● **Exercise directions**
Each record should reappear exactly in your answer, minus any picture.

● **Data**
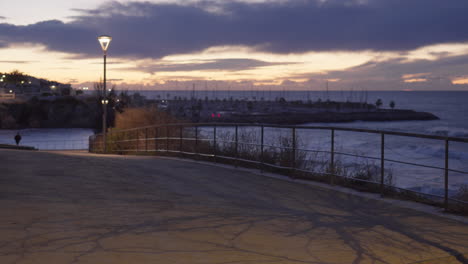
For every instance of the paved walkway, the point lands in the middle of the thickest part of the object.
(84, 208)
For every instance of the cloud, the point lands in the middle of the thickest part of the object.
(398, 72)
(15, 62)
(221, 65)
(144, 29)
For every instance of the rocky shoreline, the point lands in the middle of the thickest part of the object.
(288, 113)
(291, 118)
(72, 112)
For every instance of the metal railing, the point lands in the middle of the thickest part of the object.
(204, 140)
(75, 144)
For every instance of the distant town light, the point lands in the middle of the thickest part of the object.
(105, 41)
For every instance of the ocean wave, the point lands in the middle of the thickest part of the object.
(450, 132)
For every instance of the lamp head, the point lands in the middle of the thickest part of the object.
(104, 41)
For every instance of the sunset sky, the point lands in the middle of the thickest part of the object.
(298, 44)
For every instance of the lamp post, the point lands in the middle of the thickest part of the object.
(104, 41)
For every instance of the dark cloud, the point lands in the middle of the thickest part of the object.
(16, 62)
(221, 64)
(437, 72)
(155, 30)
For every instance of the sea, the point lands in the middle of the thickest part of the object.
(450, 106)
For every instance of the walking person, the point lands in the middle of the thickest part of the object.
(17, 138)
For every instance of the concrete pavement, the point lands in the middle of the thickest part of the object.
(85, 208)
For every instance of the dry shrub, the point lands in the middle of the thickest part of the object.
(141, 117)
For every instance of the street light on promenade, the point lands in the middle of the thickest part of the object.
(104, 41)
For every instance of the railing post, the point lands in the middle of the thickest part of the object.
(293, 160)
(236, 143)
(156, 130)
(146, 139)
(180, 139)
(332, 158)
(196, 141)
(261, 148)
(167, 139)
(382, 163)
(138, 139)
(214, 143)
(446, 174)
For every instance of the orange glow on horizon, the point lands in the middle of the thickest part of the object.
(416, 80)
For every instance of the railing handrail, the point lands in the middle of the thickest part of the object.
(363, 130)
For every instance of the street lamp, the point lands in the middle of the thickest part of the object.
(104, 41)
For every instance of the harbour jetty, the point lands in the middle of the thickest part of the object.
(285, 112)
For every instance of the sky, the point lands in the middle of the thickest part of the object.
(274, 44)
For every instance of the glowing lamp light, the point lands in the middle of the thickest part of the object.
(105, 41)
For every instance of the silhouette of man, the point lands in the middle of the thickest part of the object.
(17, 138)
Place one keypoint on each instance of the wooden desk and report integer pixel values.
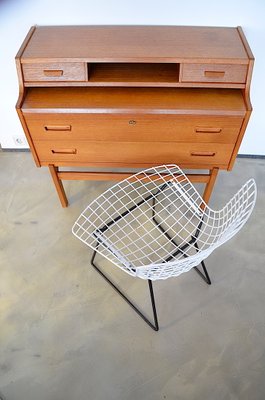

● **Result below**
For every instance of the paved walkway, the point lands in the middle of the thickest part of the object.
(84, 208)
For every instance of the cloud, the point lands in the middle of the thickest part of the object.
(398, 72)
(15, 62)
(221, 65)
(144, 29)
For every instance of the rocky shoreline, the point lands in the middle of the thickest part of the object.
(288, 113)
(291, 118)
(72, 112)
For every instance of the metal railing, the point lands in the middle of the thickest part of the object.
(204, 140)
(75, 144)
For every instance of the distant town light, the point lands in the middle of the thickest part of the object.
(105, 41)
For every instance of the ocean wave, the point lands in the middle of the thickest part of the object.
(450, 132)
For every instance of the lamp head, the point lands in the middle of the thickest part of the object.
(104, 41)
For every instance of the sunset sky, the point lands in the middle of the thickest part of the object.
(298, 44)
For every instance of the lamp post, the point lands in the middle of the thickest part of the object.
(104, 41)
For every instance of the dark cloud, the point lands in the middle of the thickest part of the object.
(16, 62)
(221, 64)
(437, 72)
(155, 30)
For every instance of the sea, the point lands in the middle of the thickest part of the object.
(450, 106)
For every instance of the walking person, the point lands in the middle of the thickest part of the object.
(17, 138)
For every instance of the concrete pavement, the point lands in the middle of the thickest part of the object.
(85, 208)
For every instance of the dry shrub, the point lands in the middle of the thickest part of the object.
(141, 117)
For every instance of the street light on promenade, the point lands in the middle of the thickest part of the object.
(104, 41)
For every instance of the railing post, the point lands in the middle of the thickest part of the object.
(293, 160)
(236, 143)
(156, 130)
(146, 139)
(180, 139)
(332, 158)
(196, 141)
(261, 148)
(167, 139)
(382, 163)
(138, 139)
(214, 143)
(446, 174)
For every instance of the orange glow on horizon, the point lands in the middle of the thickest part of the object.
(416, 80)
For every instance of the railing handrail, the point lands in the middle of the thickest part of the object.
(363, 130)
For every instance of the street lamp, the point lands in the middle of the thickest part of the object.
(104, 41)
For every instance of the harbour jetty, the point lands in the middle of the thickest part of the object.
(285, 112)
For every instance of the sky, the point lands in the middle of the thickest part of the object.
(274, 44)
For every instance of the glowing lamp light, the point lands in the middle of the thickest part of the object.
(105, 41)
For every instance of the silhouette of man, the point lands in the middle of the thickest part of the object.
(17, 138)
Place one keypoint on each instance of the wooden desk and report integer pixel values.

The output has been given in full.